> _What to produce_:
Write every line of the material out exactly as shown.

> _Supplied information_:
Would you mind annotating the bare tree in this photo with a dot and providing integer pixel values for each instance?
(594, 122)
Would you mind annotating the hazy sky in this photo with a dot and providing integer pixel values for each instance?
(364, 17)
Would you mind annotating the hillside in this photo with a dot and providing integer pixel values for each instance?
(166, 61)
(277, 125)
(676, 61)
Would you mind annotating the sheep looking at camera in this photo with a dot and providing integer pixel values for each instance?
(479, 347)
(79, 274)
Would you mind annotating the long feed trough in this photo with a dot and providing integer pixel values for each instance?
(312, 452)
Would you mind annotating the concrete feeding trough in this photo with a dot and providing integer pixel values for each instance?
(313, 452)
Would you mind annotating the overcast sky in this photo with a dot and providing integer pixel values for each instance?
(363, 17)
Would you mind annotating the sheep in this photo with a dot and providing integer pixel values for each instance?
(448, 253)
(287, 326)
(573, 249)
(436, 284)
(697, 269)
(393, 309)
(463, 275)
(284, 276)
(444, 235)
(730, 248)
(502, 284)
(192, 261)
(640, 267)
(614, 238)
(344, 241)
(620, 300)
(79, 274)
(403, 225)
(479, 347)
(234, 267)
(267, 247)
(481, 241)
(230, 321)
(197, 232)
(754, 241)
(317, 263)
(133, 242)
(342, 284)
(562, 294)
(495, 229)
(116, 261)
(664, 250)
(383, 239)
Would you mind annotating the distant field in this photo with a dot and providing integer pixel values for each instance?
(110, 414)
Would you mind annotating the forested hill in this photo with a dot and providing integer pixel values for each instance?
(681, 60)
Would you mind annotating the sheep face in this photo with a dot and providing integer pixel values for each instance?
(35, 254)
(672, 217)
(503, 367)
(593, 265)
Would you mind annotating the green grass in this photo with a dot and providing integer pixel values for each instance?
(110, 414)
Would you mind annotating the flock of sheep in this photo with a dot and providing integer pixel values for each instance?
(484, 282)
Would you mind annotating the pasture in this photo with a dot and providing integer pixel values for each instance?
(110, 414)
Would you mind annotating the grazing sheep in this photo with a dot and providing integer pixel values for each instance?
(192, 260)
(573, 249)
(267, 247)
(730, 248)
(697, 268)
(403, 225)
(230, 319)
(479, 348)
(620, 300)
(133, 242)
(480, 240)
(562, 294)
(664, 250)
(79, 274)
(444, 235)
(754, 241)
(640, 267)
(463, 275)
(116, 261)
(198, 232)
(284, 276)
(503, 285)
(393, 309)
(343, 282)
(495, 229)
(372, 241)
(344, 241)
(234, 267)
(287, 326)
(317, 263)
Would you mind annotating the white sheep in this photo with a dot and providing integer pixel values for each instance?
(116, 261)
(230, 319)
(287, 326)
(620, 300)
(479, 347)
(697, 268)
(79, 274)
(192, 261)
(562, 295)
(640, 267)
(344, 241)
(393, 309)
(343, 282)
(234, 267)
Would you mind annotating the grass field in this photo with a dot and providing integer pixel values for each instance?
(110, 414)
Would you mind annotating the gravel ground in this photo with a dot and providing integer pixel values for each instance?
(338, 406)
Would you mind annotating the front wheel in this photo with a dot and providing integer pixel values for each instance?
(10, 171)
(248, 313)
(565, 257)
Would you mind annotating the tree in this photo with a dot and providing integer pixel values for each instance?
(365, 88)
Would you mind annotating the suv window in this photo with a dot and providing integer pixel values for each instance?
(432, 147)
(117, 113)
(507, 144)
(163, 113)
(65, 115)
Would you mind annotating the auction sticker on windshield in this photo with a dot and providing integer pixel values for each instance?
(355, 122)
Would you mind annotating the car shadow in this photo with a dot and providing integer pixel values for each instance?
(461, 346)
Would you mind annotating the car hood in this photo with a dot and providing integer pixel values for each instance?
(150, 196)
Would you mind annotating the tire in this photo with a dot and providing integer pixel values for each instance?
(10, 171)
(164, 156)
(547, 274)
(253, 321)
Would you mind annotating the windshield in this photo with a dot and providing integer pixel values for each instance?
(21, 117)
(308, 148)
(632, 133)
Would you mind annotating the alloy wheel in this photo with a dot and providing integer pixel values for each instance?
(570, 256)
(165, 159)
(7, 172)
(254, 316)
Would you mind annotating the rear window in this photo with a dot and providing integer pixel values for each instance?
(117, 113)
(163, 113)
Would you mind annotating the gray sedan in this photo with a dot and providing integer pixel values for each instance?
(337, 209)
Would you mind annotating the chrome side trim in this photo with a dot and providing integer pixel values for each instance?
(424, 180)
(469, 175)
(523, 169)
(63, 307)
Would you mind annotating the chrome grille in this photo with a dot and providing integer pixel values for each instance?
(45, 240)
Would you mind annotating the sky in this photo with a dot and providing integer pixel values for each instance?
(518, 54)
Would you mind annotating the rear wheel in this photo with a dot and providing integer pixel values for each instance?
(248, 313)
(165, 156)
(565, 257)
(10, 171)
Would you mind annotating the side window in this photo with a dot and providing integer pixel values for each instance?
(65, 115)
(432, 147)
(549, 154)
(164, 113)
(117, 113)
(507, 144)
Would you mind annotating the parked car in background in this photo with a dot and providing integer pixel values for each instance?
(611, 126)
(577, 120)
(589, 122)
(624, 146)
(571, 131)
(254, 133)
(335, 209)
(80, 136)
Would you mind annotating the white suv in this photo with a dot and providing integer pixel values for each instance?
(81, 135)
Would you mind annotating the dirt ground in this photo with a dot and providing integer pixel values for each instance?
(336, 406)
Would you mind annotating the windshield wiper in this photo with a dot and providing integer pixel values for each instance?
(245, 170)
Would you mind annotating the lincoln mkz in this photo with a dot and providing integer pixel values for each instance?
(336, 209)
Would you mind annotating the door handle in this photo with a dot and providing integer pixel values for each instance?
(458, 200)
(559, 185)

> _Reply to the task_:
Would you mind annotating the bare tree in this photo with a dot and providing integer pixel values for each instance?
(594, 122)
Would you mind annotating the hazy sky in this photo with a dot and providing integer pixel values for each instance?
(364, 17)
Would you mind annotating the hillside in this photo with a dot and providing integer pixel values for each instance?
(166, 61)
(277, 125)
(676, 61)
Would you mind annotating the sheep looking at camera in this photo with a dot and providing integer pixel values for each instance?
(479, 347)
(79, 274)
Would you mind annotating the long feed trough in this photo with a dot and providing integer pixel values for each instance?
(312, 452)
Would you mind annotating the concrete feeding trough in this photo with a dot and providing integer pixel values for each instance?
(313, 452)
Would you mind annotating the overcast sky in this photo with a dot and providing integer pixel values for each instance?
(363, 17)
Would you mind annotating the sheep in this photo with a dot and providing integer pixel values for each instance?
(448, 253)
(287, 326)
(573, 249)
(436, 284)
(697, 269)
(393, 309)
(463, 275)
(284, 276)
(444, 235)
(730, 248)
(502, 284)
(192, 261)
(640, 267)
(614, 238)
(344, 241)
(620, 300)
(79, 274)
(403, 225)
(479, 347)
(234, 267)
(267, 247)
(481, 241)
(230, 321)
(197, 232)
(754, 241)
(317, 263)
(133, 242)
(342, 284)
(562, 294)
(495, 229)
(116, 261)
(664, 250)
(383, 239)
Would you mind annotating the distant field in this photo with a dot and providing integer pixel values for each instance?
(110, 414)
Would you mind annotating the forested hill in this photo with a dot and providing integer pixel values for each instance?
(681, 60)
Would you mind annotating the sheep face in this photo with a dot and providing integer pixel values for each instance?
(35, 254)
(672, 217)
(503, 367)
(593, 265)
Would you mind annotating the green grass in this photo with a dot and providing integer pixel values for each instance?
(110, 414)
Would you mind annotating the flock of sheep in this photo with a dot and providing integer pixel values for each instance?
(484, 282)
Would you mind annotating the pasture in this photo with a dot and providing integer pixel values for each instance?
(110, 414)
Would you mind annotating the grazing sheep in this photo with a dot and providing integer pixel values for each instance?
(192, 260)
(573, 249)
(267, 247)
(730, 248)
(697, 268)
(403, 225)
(230, 319)
(479, 348)
(620, 300)
(133, 242)
(480, 240)
(562, 294)
(664, 250)
(79, 274)
(444, 235)
(754, 241)
(640, 267)
(463, 275)
(116, 261)
(198, 232)
(284, 276)
(503, 285)
(393, 309)
(343, 282)
(495, 229)
(372, 241)
(344, 241)
(234, 267)
(287, 326)
(317, 263)
Would you mind annotating the white sheep in this photo with a dot and providing integer pixel values for each instance?
(116, 261)
(230, 319)
(287, 326)
(620, 300)
(479, 347)
(697, 268)
(79, 274)
(192, 261)
(562, 295)
(640, 267)
(344, 241)
(393, 309)
(343, 282)
(234, 267)
Would you mind annotating the grass field in this photo with a dot and providing integer pixel values for each instance?
(110, 414)
Would you mind annotating the gravel ground in this photo with a dot and providing integer pixel values for each instance?
(338, 406)
Would you mind annotating the front wheel in this photo with a dot and providing integer pixel values for each instance?
(10, 171)
(248, 313)
(565, 257)
Would you mind annotating the tree in this photo with a dot and providing integer pixel values for each instance?
(365, 88)
Would you mind annotating the suv window in this photo with a dot and providing integer pixel values for each instance?
(432, 147)
(117, 113)
(507, 144)
(163, 113)
(65, 115)
Would you mind annotating the auction sticker on windshield in this photo with a dot and providing integer pixel values for each instance?
(355, 122)
Would you mind annotating the car shadow in this photo with a dot and providing integer pixel values for each instance?
(461, 346)
Would you mind annotating the car hood in this photo with a dot and providing integer pixel values for each instance?
(150, 196)
Would you mind annotating the tire in this photo with a dot and providing integer pixel values for each instance?
(10, 171)
(164, 156)
(547, 274)
(253, 321)
Would you mind annotating the windshield in this photo with a dot and providing integer pixel values for each instance?
(21, 117)
(308, 148)
(632, 133)
Would you mind annotating the alloy wheel in this photo with a dot and providing integer pixel values for each instance?
(570, 256)
(165, 159)
(7, 172)
(254, 316)
Would you mind annotating the rear window in this photo with a dot and providing integer pixel values for each instance?
(117, 113)
(163, 113)
Would you mind annotating the gray sedan in this photo with a dot and providing integer pixel values for each instance?
(337, 209)
Would you mind annotating the chrome side trim in this photo with a dot and providing integer pixel values for each instance?
(424, 180)
(469, 175)
(523, 169)
(63, 307)
Would you mind annotating the chrome grille in this photo with a dot and providing integer pixel values for each instance?
(45, 240)
Would you mind annotating the sky in this photo with a dot and providing integer pixel values for each instance?
(518, 54)
Would you mind annotating the rear wheel in this photo with a dot and providing integer pixel values for each instance?
(248, 313)
(165, 156)
(565, 257)
(10, 171)
Would you mind annotating the side window in this photo with a dot and providing integer pixel values for each instance?
(65, 115)
(432, 147)
(549, 154)
(164, 113)
(117, 113)
(507, 144)
Would you mind annotating the parked car in background in this photo with a dot and providing integer pixel values for each instance?
(611, 126)
(577, 120)
(589, 122)
(624, 146)
(571, 131)
(254, 133)
(335, 209)
(80, 136)
Would you mind annotating the white suv in this photo with a dot and providing integer pixel values for each instance?
(81, 135)
Would you mind annotating the dirt ground in this photo with a dot and providing integer pixel values for each instance?
(336, 406)
Would you mind annotating the windshield wiper in this photo with a dot and providing integer pixel values for each instance?
(245, 170)
Would you mind annotating the lincoln mkz in this photo with a dot and providing integer pixel values for each instance?
(336, 209)
Would you mind annotating the door handle in this photo with a dot and providing integer pixel values for each instance?
(458, 200)
(559, 185)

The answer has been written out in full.